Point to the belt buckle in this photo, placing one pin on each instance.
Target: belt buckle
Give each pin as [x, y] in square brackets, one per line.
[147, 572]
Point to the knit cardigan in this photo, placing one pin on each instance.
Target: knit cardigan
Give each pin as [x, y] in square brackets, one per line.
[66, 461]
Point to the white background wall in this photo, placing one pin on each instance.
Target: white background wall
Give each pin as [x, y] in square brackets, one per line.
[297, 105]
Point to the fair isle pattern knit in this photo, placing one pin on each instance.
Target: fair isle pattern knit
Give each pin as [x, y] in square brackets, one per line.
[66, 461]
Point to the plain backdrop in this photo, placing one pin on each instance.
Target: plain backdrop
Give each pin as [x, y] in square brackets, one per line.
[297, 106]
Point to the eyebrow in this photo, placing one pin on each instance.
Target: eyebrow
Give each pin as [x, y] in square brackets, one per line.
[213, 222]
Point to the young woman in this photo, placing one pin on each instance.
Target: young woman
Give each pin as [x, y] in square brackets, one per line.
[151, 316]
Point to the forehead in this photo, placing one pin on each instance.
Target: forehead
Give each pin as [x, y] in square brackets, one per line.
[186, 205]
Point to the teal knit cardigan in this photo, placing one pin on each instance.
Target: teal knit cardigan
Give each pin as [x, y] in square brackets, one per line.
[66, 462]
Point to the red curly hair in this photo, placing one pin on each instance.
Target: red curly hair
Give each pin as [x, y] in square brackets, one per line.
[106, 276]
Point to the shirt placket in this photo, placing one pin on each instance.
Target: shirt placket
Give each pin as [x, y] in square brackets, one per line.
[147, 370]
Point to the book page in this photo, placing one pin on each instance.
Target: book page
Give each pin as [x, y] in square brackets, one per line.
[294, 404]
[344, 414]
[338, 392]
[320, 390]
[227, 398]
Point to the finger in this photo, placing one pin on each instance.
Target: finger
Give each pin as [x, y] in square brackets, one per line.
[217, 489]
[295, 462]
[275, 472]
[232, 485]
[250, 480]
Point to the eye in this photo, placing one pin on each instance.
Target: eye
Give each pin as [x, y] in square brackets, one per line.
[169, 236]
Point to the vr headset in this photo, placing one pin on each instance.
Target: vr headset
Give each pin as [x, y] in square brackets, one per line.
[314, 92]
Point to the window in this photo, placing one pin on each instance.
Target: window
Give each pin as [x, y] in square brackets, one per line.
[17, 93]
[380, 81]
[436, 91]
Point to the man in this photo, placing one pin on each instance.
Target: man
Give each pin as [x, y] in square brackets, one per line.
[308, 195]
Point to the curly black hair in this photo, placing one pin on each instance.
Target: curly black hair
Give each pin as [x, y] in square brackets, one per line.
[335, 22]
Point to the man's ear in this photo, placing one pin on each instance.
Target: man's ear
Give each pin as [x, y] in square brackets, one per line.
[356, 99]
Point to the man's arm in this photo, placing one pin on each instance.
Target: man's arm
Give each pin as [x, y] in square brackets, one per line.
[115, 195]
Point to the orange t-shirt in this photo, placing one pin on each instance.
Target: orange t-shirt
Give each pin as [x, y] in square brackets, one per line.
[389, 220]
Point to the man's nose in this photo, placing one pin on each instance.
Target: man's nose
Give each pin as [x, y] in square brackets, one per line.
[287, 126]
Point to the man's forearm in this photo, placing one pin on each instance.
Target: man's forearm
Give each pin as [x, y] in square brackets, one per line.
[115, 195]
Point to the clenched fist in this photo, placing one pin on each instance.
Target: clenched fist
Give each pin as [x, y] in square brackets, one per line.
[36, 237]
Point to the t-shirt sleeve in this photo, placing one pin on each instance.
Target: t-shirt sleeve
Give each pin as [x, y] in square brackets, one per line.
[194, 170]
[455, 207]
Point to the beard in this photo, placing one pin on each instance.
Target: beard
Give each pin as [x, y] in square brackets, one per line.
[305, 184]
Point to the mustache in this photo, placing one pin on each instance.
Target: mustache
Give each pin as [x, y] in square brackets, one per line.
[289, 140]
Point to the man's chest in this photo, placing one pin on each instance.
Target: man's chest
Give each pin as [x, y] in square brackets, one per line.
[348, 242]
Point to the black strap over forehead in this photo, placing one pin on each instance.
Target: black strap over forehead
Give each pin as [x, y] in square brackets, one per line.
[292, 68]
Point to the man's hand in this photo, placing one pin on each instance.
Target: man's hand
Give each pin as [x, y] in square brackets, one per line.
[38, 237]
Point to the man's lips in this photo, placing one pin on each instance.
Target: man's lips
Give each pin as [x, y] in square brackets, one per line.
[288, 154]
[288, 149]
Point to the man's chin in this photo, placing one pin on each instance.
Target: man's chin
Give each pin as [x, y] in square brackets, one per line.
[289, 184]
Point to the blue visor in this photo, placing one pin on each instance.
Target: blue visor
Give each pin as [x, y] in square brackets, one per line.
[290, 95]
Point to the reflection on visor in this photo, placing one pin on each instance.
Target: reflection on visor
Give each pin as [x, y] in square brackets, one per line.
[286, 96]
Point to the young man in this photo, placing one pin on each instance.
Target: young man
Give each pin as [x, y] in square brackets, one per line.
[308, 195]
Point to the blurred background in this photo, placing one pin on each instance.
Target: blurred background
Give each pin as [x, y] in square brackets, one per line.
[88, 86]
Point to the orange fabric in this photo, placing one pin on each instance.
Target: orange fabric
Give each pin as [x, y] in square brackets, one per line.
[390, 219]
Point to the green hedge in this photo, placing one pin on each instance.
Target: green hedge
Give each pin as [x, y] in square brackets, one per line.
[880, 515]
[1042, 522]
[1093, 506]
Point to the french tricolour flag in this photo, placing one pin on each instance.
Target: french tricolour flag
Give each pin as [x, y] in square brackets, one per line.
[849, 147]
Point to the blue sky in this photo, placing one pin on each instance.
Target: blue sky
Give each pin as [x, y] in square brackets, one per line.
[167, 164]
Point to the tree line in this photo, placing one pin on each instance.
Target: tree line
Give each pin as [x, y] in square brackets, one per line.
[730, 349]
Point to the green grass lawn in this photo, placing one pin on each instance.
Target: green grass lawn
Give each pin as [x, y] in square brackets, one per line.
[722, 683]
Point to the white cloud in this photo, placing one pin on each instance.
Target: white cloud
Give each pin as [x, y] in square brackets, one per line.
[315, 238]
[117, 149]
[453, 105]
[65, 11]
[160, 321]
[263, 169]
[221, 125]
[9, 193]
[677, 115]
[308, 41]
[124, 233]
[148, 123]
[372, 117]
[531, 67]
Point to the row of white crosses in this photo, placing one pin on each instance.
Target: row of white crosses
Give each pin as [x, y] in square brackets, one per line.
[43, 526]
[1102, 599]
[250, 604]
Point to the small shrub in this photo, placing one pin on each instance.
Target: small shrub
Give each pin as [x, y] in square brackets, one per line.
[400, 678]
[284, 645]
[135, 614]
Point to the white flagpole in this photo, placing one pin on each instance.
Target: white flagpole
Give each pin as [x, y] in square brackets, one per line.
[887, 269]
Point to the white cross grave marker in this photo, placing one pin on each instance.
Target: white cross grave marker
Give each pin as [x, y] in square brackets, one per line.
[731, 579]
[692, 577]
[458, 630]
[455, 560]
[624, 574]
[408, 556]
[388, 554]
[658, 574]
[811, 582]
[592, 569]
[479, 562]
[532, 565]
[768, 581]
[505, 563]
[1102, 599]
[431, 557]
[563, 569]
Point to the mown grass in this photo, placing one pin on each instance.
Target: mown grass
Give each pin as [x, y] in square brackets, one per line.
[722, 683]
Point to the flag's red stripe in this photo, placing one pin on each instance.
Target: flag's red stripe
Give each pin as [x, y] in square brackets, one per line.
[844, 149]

****************************************

Give back exactly the lines that run from the line with "Point to the blue sky" through the close of the material, counting both ends, and nothing more.

Point to the blue sky in this photo, placing one pin on each instance.
Target: blue sky
Give each pin as [x, y] in square brackets, one per line.
[167, 164]
Point to the tree line in this photo, placing one pin on each instance.
Target: tree line
Give each pin as [x, y] in square brackets, one per line.
[730, 349]
Point to the green grass lawn in this photo, placing one pin on each instance.
Target: green grass lawn
Give each pin as [x, y] in square brackets, one per line.
[722, 683]
Point to the white cloud in this photo, placing one pin on each instance.
Target: white cloud
Give each pin as [x, y] in square brackets, one per line.
[315, 238]
[117, 149]
[453, 105]
[65, 11]
[160, 321]
[263, 169]
[221, 125]
[9, 193]
[677, 115]
[308, 41]
[124, 233]
[148, 123]
[372, 117]
[531, 67]
Point to the row of white crosses in this photo, placing one pin on each instance.
Target: row of white crosses
Give each pin as [x, y] in square brackets, one per line.
[43, 526]
[1102, 599]
[250, 604]
Point to the small shrub in this photo, placing one pin on each instance.
Target: small shrub
Give each pin as [x, y] in square brackets, one per line.
[400, 678]
[284, 645]
[135, 614]
Point to the white flagpole in this photo, placing one pin on each instance.
Target: white flagpole
Give each pin as [x, y] in square brackets, one per line.
[887, 269]
Point to the white cross grave marker in this photo, placing one pin on each instance.
Target: white cross grave marker
Give each pin as [x, y] in square brackets, one per line.
[731, 579]
[692, 577]
[458, 630]
[455, 560]
[624, 574]
[408, 556]
[388, 554]
[658, 574]
[811, 582]
[592, 569]
[479, 562]
[532, 565]
[768, 581]
[505, 563]
[1102, 599]
[431, 557]
[563, 569]
Point to the mown grass in this photo, placing one pin on each instance.
Target: mown grass
Give each pin as [x, y] in square brackets, one per line.
[722, 683]
Point to the flag's red stripe in this photo, placing one pin on each instance.
Target: flag's red stripe
Give each pin as [x, y] in square brackets, one per line.
[844, 149]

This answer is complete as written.